**Problem description**
Copy each record exactly, word for word.
═════ Available data ═════
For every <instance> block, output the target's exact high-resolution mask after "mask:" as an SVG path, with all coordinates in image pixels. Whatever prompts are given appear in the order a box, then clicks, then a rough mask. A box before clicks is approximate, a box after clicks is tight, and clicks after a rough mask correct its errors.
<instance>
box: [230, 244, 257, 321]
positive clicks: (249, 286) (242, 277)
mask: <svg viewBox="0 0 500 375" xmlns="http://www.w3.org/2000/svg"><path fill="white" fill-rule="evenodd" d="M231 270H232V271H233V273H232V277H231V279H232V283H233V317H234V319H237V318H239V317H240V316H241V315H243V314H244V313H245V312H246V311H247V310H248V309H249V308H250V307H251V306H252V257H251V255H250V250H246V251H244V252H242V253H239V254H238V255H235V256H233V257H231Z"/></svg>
═════
**Answer to this exercise**
For every <instance> block, output the target's exact high-resolution mask after "mask:" as an SVG path, with all coordinates in image pixels. Whatever prompts are given appear in the order a box, then clicks, then a rough mask. A box before clicks is approximate, a box after clicks is tight, and clicks after a rough mask correct its errors.
<instance>
box: [230, 244, 257, 321]
positive clicks: (249, 286) (242, 277)
mask: <svg viewBox="0 0 500 375" xmlns="http://www.w3.org/2000/svg"><path fill="white" fill-rule="evenodd" d="M231 270H232V271H233V273H232V277H231V279H232V283H233V317H234V319H237V318H239V317H240V316H241V315H243V314H244V313H245V312H246V311H247V310H248V309H249V308H250V307H251V306H252V257H251V255H250V250H246V251H244V252H242V253H239V254H238V255H235V256H233V257H231Z"/></svg>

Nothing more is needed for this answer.